(Aim) Retype the listing below word for word, keeping every line, space, and symbol unchanged.

(Data lines)
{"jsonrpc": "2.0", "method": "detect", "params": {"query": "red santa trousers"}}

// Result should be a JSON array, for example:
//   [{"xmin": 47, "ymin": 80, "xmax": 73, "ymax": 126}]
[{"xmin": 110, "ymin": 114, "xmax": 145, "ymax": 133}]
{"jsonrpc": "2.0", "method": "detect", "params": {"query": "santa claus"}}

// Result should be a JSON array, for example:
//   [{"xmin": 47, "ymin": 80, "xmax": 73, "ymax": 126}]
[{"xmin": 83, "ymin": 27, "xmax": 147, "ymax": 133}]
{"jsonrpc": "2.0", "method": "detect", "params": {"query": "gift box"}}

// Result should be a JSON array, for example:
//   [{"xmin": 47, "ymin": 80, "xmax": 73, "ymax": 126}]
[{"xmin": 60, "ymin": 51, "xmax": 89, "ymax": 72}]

(Finished task)
{"jsonrpc": "2.0", "method": "detect", "params": {"query": "red santa trousers"}}

// Result should be a JSON array, for example:
//   [{"xmin": 47, "ymin": 80, "xmax": 73, "ymax": 126}]
[{"xmin": 110, "ymin": 114, "xmax": 145, "ymax": 133}]
{"jsonrpc": "2.0", "method": "detect", "params": {"query": "santa claus"}}

// Result should be a JSON array, for example:
//   [{"xmin": 47, "ymin": 80, "xmax": 73, "ymax": 126}]
[{"xmin": 83, "ymin": 27, "xmax": 147, "ymax": 133}]
{"jsonrpc": "2.0", "method": "detect", "params": {"query": "gift box"}}

// Result should be a JSON array, for example:
//   [{"xmin": 47, "ymin": 80, "xmax": 73, "ymax": 126}]
[{"xmin": 60, "ymin": 51, "xmax": 89, "ymax": 72}]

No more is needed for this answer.